SELECTED EXTRACT –
>> start

The Generalist

Chris Beneke

Gordon Wood’s favorable review (“The Real Washington at Last”) of Ron Chernow’s massive new biography of George Washington appears in the latest New York Review of Books.* For a man who said so little and wrote so economically, Washington has inspired an avalanche of words. As Wood notes:

[W]e now have assessments of Washington’s political philosophy, his constitutionalism, his religion, his private life, his portraits, his leadership, his physical appearance, his interest in the Virginia backcountry, his concern for the decorative arts, his enlightenment, his place in popular culture, his view of the Union, and his relations with his wife Martha, Lafayette, James Madison, Henry Knox, Nathanael Greene, Benedict Arnold, his other generals, and various other revolutionaries. There are studies of Washington as a president, as a slaveholder, as a man of the West, as a general, as a partisan fighter, as an American symbol, as the modern Cincinnatus, as a Freemason, as a young man, as a patriarch, as a visionary, as a spymaster, as the architect and owner of Mount Vernon, as the designer of the nation’s capital, as the French saw him, and as the master manipulator of public opinion.

>> end

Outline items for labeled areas
>> start

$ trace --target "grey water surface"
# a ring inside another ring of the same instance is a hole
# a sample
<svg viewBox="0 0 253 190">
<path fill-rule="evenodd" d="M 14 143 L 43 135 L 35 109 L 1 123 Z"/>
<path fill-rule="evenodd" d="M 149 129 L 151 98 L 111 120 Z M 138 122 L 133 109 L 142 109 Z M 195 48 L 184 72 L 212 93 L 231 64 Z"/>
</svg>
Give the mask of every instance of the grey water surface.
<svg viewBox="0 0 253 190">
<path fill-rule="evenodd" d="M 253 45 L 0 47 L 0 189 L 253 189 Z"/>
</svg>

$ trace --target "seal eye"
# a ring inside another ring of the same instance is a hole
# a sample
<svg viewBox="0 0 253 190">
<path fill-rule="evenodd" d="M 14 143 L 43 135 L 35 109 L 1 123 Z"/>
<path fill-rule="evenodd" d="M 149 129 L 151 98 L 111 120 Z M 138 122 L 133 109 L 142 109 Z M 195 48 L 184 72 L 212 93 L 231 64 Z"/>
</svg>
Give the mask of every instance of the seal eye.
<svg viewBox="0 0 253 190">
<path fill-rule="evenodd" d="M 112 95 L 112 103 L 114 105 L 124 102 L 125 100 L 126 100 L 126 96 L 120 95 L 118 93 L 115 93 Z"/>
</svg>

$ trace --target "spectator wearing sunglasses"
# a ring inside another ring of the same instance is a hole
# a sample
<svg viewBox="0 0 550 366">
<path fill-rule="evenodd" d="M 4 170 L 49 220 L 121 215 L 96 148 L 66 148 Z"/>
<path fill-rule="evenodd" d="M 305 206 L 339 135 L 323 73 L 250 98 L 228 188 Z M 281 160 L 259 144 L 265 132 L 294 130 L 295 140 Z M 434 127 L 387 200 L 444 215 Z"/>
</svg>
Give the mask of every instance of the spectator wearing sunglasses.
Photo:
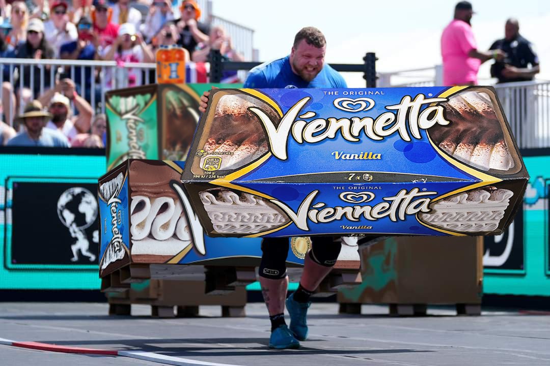
<svg viewBox="0 0 550 366">
<path fill-rule="evenodd" d="M 32 0 L 28 2 L 30 18 L 37 18 L 46 21 L 50 16 L 50 3 L 48 0 Z"/>
<path fill-rule="evenodd" d="M 29 9 L 23 1 L 15 1 L 12 4 L 9 19 L 12 29 L 8 34 L 6 42 L 14 47 L 26 39 L 26 29 L 29 25 Z"/>
<path fill-rule="evenodd" d="M 139 29 L 141 24 L 141 13 L 139 10 L 130 6 L 130 0 L 118 0 L 116 4 L 111 5 L 113 9 L 112 21 L 114 24 L 131 23 L 136 29 Z"/>
<path fill-rule="evenodd" d="M 166 22 L 172 21 L 174 19 L 170 0 L 154 0 L 143 25 L 144 36 L 150 41 Z"/>
<path fill-rule="evenodd" d="M 78 40 L 61 46 L 61 58 L 65 60 L 98 60 L 97 46 L 99 40 L 97 36 L 94 32 L 92 28 L 92 20 L 87 16 L 80 18 L 76 25 L 78 30 Z M 97 69 L 95 71 L 97 71 Z M 82 83 L 82 73 L 84 71 L 84 84 Z M 76 85 L 77 91 L 82 94 L 84 98 L 88 102 L 91 100 L 92 79 L 95 75 L 92 73 L 92 68 L 90 67 L 77 67 L 74 69 L 73 80 Z M 97 83 L 95 87 L 96 100 L 101 99 L 99 92 L 100 83 Z M 84 91 L 84 93 L 82 91 Z"/>
<path fill-rule="evenodd" d="M 56 58 L 59 57 L 62 45 L 78 38 L 76 27 L 69 21 L 67 8 L 67 4 L 64 1 L 54 0 L 50 20 L 44 23 L 46 39 L 53 48 Z"/>
<path fill-rule="evenodd" d="M 21 59 L 35 59 L 35 60 L 43 60 L 53 59 L 54 53 L 51 46 L 46 40 L 44 35 L 44 24 L 38 18 L 33 18 L 29 21 L 29 27 L 27 29 L 27 40 L 24 43 L 21 43 L 15 49 L 15 57 Z M 34 73 L 34 80 L 40 79 L 40 68 L 38 66 L 26 65 L 20 66 L 19 75 L 20 77 L 24 75 L 23 78 L 23 86 L 29 88 L 33 87 L 32 92 L 36 97 L 40 93 L 40 83 L 35 82 L 31 86 L 31 73 Z M 44 66 L 44 86 L 49 87 L 51 75 L 50 72 L 51 65 L 45 65 Z M 20 70 L 23 68 L 23 70 Z M 15 82 L 16 88 L 19 88 L 19 83 Z"/>
<path fill-rule="evenodd" d="M 184 0 L 182 3 L 182 18 L 178 22 L 180 29 L 178 44 L 191 53 L 199 42 L 208 42 L 210 26 L 199 21 L 201 9 L 195 0 Z"/>
<path fill-rule="evenodd" d="M 141 35 L 136 31 L 131 23 L 124 23 L 118 29 L 118 37 L 112 45 L 103 50 L 103 59 L 116 61 L 118 64 L 155 62 L 155 55 L 143 40 Z M 141 69 L 127 67 L 128 86 L 141 85 L 143 72 Z M 113 74 L 111 68 L 106 70 L 105 85 L 109 88 L 113 86 Z"/>
<path fill-rule="evenodd" d="M 106 0 L 94 0 L 94 10 L 92 11 L 92 22 L 94 32 L 99 38 L 98 52 L 112 44 L 118 36 L 118 25 L 111 21 L 113 9 L 109 8 Z"/>
<path fill-rule="evenodd" d="M 4 22 L 0 24 L 0 57 L 2 58 L 13 58 L 15 57 L 15 48 L 6 41 L 6 38 L 12 30 L 13 27 L 8 21 L 7 19 L 4 19 Z M 2 83 L 2 108 L 4 111 L 4 119 L 5 121 L 10 121 L 10 112 L 15 110 L 15 97 L 12 93 L 13 89 L 9 80 L 9 65 L 5 64 L 2 70 L 4 75 L 4 82 Z M 10 110 L 10 103 L 13 106 L 13 109 Z"/>
</svg>

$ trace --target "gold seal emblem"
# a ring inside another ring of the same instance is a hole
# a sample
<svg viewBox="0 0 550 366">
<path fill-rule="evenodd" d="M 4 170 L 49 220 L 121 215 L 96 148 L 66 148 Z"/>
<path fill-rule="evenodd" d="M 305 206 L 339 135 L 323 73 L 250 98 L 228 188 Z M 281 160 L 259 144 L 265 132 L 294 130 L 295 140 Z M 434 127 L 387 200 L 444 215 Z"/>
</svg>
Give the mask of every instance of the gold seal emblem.
<svg viewBox="0 0 550 366">
<path fill-rule="evenodd" d="M 222 158 L 219 156 L 208 156 L 205 158 L 202 168 L 207 172 L 218 170 L 222 165 Z"/>
<path fill-rule="evenodd" d="M 311 239 L 309 237 L 295 237 L 290 240 L 292 252 L 300 259 L 306 257 L 306 253 L 311 249 Z"/>
</svg>

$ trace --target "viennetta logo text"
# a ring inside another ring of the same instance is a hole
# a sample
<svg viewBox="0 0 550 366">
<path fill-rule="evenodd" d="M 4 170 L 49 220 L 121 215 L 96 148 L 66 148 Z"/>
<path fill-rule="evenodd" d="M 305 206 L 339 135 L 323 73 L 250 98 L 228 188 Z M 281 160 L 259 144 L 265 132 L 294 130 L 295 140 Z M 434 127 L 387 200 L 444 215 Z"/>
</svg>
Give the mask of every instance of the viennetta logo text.
<svg viewBox="0 0 550 366">
<path fill-rule="evenodd" d="M 122 102 L 121 102 L 122 103 Z M 124 113 L 120 117 L 126 123 L 128 131 L 128 157 L 130 159 L 145 159 L 145 151 L 138 143 L 138 123 L 143 123 L 144 120 L 137 115 L 140 106 L 136 104 L 133 108 Z"/>
<path fill-rule="evenodd" d="M 122 189 L 124 182 L 124 177 L 122 173 L 116 178 L 104 183 L 100 187 L 103 198 L 107 200 L 107 204 L 111 212 L 111 230 L 113 237 L 107 245 L 103 255 L 101 264 L 101 269 L 105 269 L 112 263 L 120 260 L 124 257 L 126 250 L 123 241 L 122 234 L 119 229 L 119 226 L 122 223 L 119 221 L 119 217 L 122 215 L 119 212 L 119 205 L 121 203 L 118 195 Z"/>
<path fill-rule="evenodd" d="M 327 204 L 324 202 L 314 203 L 318 193 L 319 191 L 316 190 L 308 194 L 296 212 L 277 200 L 270 201 L 284 211 L 298 228 L 309 231 L 309 222 L 327 223 L 343 219 L 355 222 L 362 219 L 376 221 L 384 217 L 389 217 L 393 222 L 404 221 L 407 215 L 430 212 L 431 199 L 426 196 L 437 194 L 430 191 L 421 192 L 417 188 L 409 191 L 402 189 L 395 195 L 384 197 L 382 202 L 372 206 L 360 204 L 372 201 L 376 197 L 372 192 L 346 192 L 339 194 L 340 199 L 355 204 L 332 207 L 326 207 Z"/>
<path fill-rule="evenodd" d="M 254 113 L 265 128 L 267 133 L 270 149 L 278 159 L 286 160 L 288 142 L 290 135 L 298 143 L 315 144 L 325 140 L 333 139 L 340 133 L 344 139 L 351 142 L 360 140 L 360 137 L 364 134 L 367 138 L 380 141 L 385 137 L 399 133 L 405 141 L 411 141 L 411 137 L 421 138 L 421 129 L 427 129 L 436 125 L 447 125 L 450 122 L 443 115 L 444 108 L 434 104 L 447 100 L 444 98 L 426 98 L 424 94 L 417 94 L 413 99 L 405 95 L 399 104 L 388 105 L 386 109 L 390 111 L 382 113 L 376 118 L 372 117 L 354 116 L 350 118 L 329 117 L 316 118 L 309 122 L 306 119 L 312 119 L 317 115 L 315 112 L 302 112 L 304 106 L 311 99 L 306 97 L 298 101 L 283 116 L 278 127 L 274 121 L 257 107 L 251 107 L 249 110 Z M 341 98 L 339 98 L 341 99 Z M 353 103 L 343 103 L 338 100 L 337 106 L 346 111 L 368 110 L 374 106 L 374 100 L 370 98 L 361 98 L 359 108 L 353 108 Z M 367 99 L 366 100 L 363 99 Z M 335 102 L 336 100 L 335 100 Z M 367 104 L 368 103 L 368 104 Z M 421 111 L 421 109 L 426 108 Z M 361 108 L 362 107 L 362 108 Z M 345 108 L 345 109 L 344 109 Z"/>
</svg>

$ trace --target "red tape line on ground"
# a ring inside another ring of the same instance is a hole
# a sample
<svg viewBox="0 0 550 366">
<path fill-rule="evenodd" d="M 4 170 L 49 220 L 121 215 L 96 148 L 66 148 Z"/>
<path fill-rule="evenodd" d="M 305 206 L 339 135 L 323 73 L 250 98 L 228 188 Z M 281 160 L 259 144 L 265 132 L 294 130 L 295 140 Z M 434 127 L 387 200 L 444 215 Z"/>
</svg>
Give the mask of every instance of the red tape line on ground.
<svg viewBox="0 0 550 366">
<path fill-rule="evenodd" d="M 65 352 L 67 353 L 89 353 L 91 354 L 107 354 L 109 356 L 118 356 L 118 351 L 112 350 L 97 350 L 82 347 L 67 347 L 50 345 L 47 343 L 40 342 L 14 342 L 12 346 L 22 347 L 33 350 L 41 350 L 42 351 L 51 351 L 54 352 Z"/>
</svg>

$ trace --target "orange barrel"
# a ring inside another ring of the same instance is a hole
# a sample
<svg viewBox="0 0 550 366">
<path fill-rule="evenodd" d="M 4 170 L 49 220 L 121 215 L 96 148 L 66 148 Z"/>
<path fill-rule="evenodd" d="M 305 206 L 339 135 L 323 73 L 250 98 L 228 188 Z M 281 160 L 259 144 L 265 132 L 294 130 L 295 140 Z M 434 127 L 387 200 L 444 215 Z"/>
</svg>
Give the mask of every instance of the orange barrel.
<svg viewBox="0 0 550 366">
<path fill-rule="evenodd" d="M 169 46 L 161 45 L 156 56 L 157 59 L 157 82 L 163 84 L 172 82 L 170 81 L 170 63 L 173 58 Z"/>
</svg>

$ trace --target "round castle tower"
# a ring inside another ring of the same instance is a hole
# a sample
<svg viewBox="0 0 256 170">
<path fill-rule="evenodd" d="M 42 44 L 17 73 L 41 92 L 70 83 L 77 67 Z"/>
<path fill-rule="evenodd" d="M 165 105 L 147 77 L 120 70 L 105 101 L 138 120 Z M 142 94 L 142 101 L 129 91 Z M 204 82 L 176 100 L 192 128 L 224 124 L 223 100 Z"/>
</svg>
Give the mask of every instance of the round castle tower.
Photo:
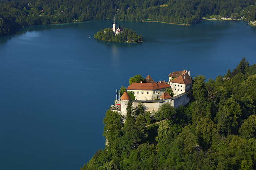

>> end

Extend the post about Gordon Wood's review of Ron Chernow's Washington biography, picking up right after its last sentence.

REPLY –
Wood’s title isn’t ironic. He contends that Chernow gets us closer to the “real Washington” than any of the legions of earlier biographers. Chernow is the beneficiary of a series of herculean archival efforts, including the ongoing project at the University of Virginia to publish all of Washington’s papers, which will eventually consist of ninety volumes.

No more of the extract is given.